- _Supplied text_
════════════════════

In accordance with another embodiment of the invention, there is provided a
cam and hump track type engine comprising: a casing radially disposed with a
plurality of cylinders about a cam case; pistons reciprocating within said cylinders; a
cam provided on an output shaft disposed at a center of said cam case; two rollers
externally contacting said cam and rotatably mounted at each said piston; and a ball
rod disposed at said piston for lowering said piston and for preventing said rollers from i being derailed from a peripheral surface of said cam, wherein said cam is formed at
both sides thereof with track surfaces where said two rollers respectively externally
contact and roll along, and said cam is centrally formed with a hump track part having
a track groove into which a ball part of said ball rod is slidingly inserted.
In accordance with still another embodiment of the present invention, there is provided a cam and hump track type engine comprising: a casing radially disposed with a plurality of cylinders about a cam case; pistons reciprocating within said cylinders; a cam provided on an output shaft disposed at a center of said cam case; a main roller externally contacting said cam and rotatably mounted at each said piston; and auxiliary rollers disposed at said piston for lowering said piston and for preventing said main roller from being derailed from a peripheral surface of said cam, wherein
said cam is provided with a hump track part formed with a track groove along where
said auxiliary rollers ride and roll, and said main roller and said auxiliary rollers are
arranged along the same axis.
In accordance with a further embodiment of the present invention, there is
provided a cam and hump track type engine comprising: a casing radially disposed
with a plurality of cylinders about a hump track case; pistons reciprocating within said
cylinders; a first and a second hump track part each spaced a predetermined distance
apart from an output shaft disposed at a center of said hump track case and said first
and second hump track part each formed at an inner surface thereof with a track
groove; a first roller coupled to a lower portion of said piston for riding and rolling
along said track groove of said first hump track part so as to raise and lower the piston;
and a second roller coupled to the other lower portion of said piston for rolling and
riding along said track groove of said second hump track part so as to raise and lower
said piston.

════════════════════

- _Exercise input_
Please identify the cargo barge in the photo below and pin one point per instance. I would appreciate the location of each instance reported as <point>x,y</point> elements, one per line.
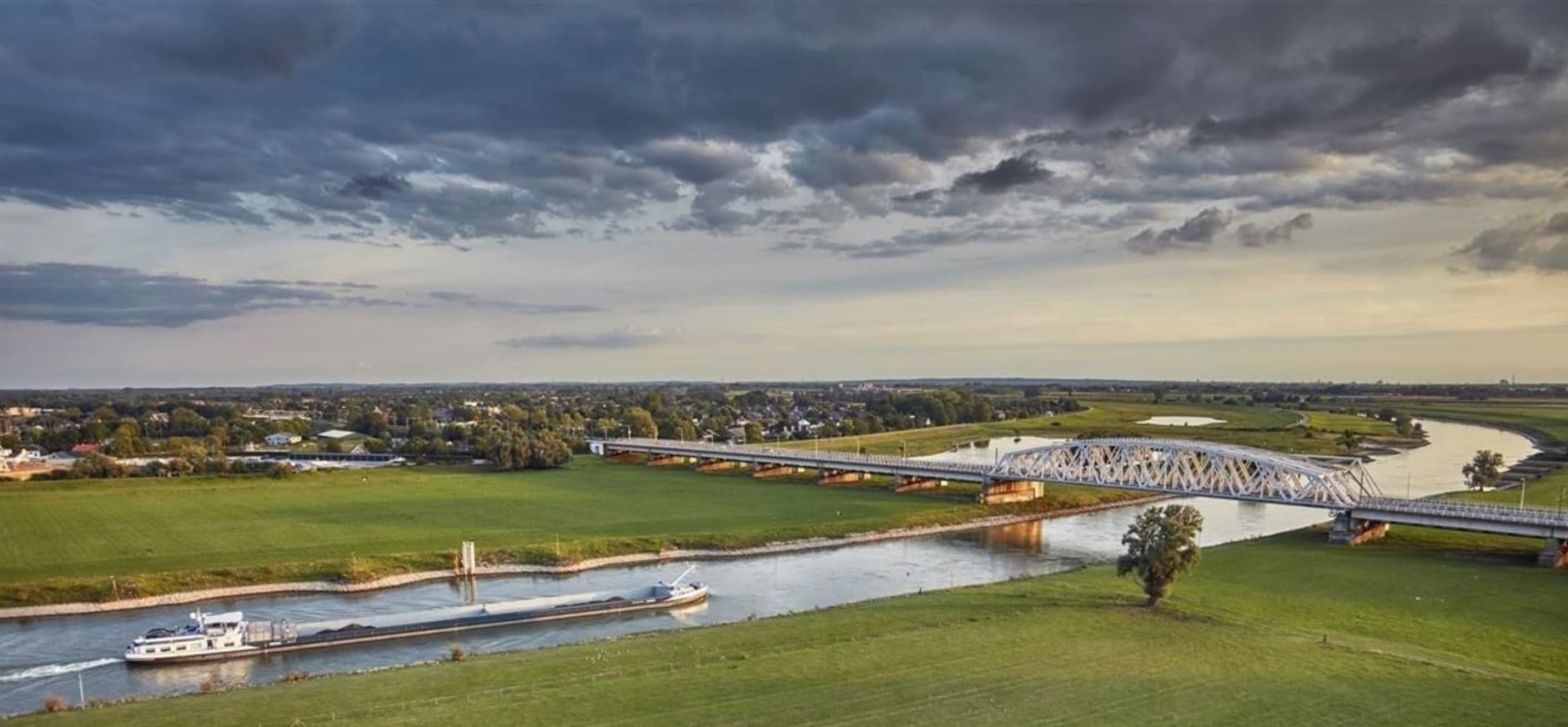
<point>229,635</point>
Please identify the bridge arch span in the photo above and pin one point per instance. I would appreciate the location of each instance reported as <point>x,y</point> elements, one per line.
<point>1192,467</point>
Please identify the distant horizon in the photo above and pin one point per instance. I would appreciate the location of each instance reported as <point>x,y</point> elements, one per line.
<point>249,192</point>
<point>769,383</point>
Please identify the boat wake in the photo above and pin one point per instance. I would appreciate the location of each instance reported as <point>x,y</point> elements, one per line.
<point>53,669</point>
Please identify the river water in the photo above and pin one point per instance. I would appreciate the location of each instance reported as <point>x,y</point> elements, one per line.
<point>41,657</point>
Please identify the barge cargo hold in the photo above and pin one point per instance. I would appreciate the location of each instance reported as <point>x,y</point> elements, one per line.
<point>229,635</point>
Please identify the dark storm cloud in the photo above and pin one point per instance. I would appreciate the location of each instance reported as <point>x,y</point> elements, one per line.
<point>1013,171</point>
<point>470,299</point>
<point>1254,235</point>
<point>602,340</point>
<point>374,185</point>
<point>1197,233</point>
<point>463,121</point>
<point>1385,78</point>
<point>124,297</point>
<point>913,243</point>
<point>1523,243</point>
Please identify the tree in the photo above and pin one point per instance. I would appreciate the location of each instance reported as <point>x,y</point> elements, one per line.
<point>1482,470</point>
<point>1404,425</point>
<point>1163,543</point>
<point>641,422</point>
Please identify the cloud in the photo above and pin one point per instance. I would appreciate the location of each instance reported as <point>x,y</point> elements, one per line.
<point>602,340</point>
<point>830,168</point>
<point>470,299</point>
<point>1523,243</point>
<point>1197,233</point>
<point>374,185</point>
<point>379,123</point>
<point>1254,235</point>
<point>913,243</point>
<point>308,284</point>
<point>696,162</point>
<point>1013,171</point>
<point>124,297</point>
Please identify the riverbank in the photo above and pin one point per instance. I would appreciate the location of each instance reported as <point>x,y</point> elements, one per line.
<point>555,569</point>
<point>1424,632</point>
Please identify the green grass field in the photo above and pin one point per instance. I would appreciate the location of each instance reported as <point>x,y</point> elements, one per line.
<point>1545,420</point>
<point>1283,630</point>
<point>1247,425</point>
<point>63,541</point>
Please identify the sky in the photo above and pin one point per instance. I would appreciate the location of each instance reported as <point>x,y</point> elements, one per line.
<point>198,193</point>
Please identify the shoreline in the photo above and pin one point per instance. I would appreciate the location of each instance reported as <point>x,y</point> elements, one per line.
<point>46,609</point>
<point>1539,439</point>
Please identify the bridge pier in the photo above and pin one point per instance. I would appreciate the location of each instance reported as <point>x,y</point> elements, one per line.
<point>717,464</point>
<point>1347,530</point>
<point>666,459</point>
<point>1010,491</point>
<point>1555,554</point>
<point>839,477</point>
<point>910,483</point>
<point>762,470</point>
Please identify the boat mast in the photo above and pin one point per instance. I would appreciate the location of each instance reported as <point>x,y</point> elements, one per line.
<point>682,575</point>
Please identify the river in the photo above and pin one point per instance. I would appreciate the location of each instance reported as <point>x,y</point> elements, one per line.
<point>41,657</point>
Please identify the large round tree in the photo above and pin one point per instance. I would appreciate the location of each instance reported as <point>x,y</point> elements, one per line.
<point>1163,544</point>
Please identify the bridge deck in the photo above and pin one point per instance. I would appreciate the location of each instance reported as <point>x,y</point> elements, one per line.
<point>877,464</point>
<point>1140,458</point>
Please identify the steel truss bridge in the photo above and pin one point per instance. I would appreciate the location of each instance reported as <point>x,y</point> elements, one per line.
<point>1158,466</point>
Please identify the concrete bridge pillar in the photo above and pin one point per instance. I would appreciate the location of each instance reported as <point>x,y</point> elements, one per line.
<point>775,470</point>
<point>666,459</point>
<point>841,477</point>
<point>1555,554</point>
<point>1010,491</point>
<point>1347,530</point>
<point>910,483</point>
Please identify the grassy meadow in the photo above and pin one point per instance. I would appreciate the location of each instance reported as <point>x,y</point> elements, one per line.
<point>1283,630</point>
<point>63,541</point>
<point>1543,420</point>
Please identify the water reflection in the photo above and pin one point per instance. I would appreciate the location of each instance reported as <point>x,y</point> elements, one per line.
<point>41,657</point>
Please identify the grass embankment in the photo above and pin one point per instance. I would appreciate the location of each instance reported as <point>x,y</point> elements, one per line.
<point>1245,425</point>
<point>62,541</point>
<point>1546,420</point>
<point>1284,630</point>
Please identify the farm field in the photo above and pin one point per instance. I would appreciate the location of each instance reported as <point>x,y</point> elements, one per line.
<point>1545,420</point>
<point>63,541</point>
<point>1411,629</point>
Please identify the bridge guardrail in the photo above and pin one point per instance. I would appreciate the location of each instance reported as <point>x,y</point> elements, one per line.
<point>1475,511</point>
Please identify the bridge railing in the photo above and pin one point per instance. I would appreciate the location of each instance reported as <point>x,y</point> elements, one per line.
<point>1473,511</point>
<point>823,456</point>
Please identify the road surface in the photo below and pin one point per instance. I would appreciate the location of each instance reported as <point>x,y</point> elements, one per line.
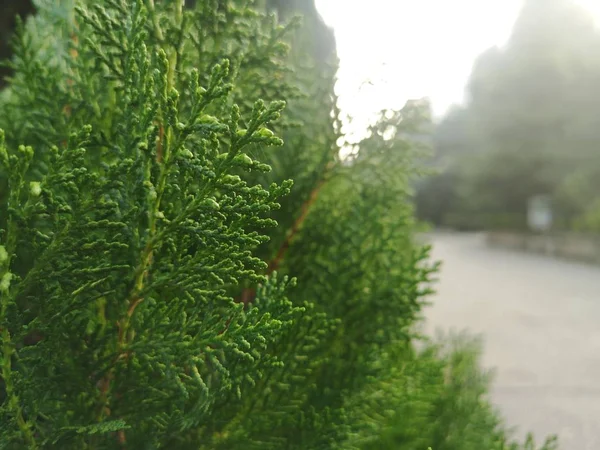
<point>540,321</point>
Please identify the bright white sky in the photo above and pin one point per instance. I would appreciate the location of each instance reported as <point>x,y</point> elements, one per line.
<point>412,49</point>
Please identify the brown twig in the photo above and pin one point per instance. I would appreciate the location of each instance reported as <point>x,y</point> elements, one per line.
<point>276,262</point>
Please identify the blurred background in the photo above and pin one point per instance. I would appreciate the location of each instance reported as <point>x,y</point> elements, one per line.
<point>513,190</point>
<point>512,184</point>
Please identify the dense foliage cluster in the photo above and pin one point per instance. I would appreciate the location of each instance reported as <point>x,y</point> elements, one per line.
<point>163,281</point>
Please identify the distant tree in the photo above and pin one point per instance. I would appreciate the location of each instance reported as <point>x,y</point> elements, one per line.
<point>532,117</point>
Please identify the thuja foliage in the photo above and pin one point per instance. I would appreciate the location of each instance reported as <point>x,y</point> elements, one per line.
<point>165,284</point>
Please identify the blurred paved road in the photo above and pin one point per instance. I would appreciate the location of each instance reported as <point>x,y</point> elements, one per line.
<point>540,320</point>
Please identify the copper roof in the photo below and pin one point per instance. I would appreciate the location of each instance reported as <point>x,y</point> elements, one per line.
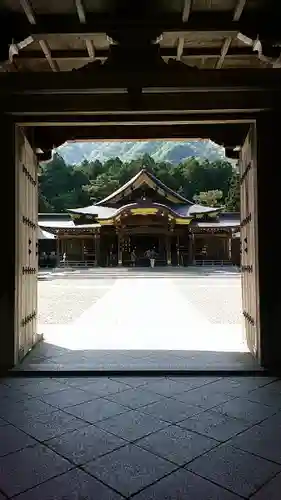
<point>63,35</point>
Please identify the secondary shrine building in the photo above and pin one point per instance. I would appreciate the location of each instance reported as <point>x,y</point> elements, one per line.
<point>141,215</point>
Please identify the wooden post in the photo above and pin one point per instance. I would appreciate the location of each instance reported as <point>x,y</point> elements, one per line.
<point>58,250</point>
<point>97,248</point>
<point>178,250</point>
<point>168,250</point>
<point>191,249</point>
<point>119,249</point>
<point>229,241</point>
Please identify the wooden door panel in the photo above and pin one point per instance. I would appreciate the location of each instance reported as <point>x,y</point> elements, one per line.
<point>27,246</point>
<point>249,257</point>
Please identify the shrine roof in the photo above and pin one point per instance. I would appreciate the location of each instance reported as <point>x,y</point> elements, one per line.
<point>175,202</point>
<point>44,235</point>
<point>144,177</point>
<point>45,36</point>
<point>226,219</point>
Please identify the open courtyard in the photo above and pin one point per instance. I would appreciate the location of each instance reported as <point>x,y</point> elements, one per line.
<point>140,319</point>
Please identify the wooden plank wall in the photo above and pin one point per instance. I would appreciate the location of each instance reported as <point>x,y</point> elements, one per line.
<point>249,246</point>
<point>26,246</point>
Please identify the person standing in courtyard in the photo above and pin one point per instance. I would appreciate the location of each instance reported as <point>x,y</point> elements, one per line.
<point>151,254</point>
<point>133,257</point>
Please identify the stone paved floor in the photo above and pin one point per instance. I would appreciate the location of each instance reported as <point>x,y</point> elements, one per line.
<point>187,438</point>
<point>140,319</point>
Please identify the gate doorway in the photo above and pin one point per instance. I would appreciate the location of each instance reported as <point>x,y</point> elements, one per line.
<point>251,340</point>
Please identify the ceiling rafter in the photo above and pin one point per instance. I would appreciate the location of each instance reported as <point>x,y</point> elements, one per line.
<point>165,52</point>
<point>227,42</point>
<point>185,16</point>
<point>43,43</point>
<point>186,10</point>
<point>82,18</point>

════════════════════

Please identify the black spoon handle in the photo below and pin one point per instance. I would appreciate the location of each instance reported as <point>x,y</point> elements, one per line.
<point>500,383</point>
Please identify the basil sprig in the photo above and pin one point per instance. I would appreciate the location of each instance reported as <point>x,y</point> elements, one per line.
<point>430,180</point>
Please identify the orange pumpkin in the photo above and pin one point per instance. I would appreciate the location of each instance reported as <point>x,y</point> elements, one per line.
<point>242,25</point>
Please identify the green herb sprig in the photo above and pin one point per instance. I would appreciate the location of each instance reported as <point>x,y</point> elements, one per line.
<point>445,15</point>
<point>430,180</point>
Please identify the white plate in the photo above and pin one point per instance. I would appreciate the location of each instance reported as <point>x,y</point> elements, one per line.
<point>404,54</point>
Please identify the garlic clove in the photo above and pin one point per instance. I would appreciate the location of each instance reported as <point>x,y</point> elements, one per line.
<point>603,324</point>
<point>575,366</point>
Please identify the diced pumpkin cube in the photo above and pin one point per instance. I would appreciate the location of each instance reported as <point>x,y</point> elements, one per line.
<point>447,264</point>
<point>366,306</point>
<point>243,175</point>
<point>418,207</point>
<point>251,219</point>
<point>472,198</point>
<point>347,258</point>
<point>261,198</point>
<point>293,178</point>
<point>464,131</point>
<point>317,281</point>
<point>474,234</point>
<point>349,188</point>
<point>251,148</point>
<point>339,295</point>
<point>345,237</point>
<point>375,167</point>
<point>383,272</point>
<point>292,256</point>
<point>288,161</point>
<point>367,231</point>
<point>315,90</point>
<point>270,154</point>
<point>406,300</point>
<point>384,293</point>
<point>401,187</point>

════════════════════

- _Written problem A_
In the cam and hump track engine text, how are the main roller and the auxiliary rollers arranged?
- _Written problem B_
Rewrite everything in the listing from the line containing "Please identify the dense" down to the line containing "<point>63,35</point>" as a JSON list of strings, one string per line, with blank lines and any picture left out.

- _Exercise result A_
They are arranged along the same axis.

- _Exercise result B_
[
  "Please identify the dense foliage cluster in the photo above and pin one point per instance. I would appreciate the location of each instance reported as <point>x,y</point> elements, one per line.",
  "<point>163,281</point>",
  "Please identify the distant tree in the photo above and pin one point per instance. I would appreciate the location of each instance reported as <point>x,y</point> elements, one per line.",
  "<point>532,117</point>",
  "Please identify the thuja foliage in the photo above and pin one point per instance. I would appreciate the location of each instance reported as <point>x,y</point> elements, one per line.",
  "<point>165,284</point>",
  "Please identify the blurred paved road in the photo above and pin one point per instance. I would appreciate the location of each instance reported as <point>x,y</point> elements, one per line.",
  "<point>540,320</point>",
  "Please identify the copper roof in the photo below and pin one point per instance. I would appreciate the location of each instance reported as <point>x,y</point> elements, one per line.",
  "<point>63,35</point>"
]